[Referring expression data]
BEGIN
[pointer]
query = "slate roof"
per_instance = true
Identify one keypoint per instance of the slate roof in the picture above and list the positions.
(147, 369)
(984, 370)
END
→ **EXERCISE**:
Restate the records above word for word, omitting nothing.

→ **ANSWER TO THE PROBLEM**:
[pointer]
query = "slate roof"
per_instance = true
Identify one keypoint per instance of the slate roof in the picture above and list the positions.
(147, 369)
(984, 370)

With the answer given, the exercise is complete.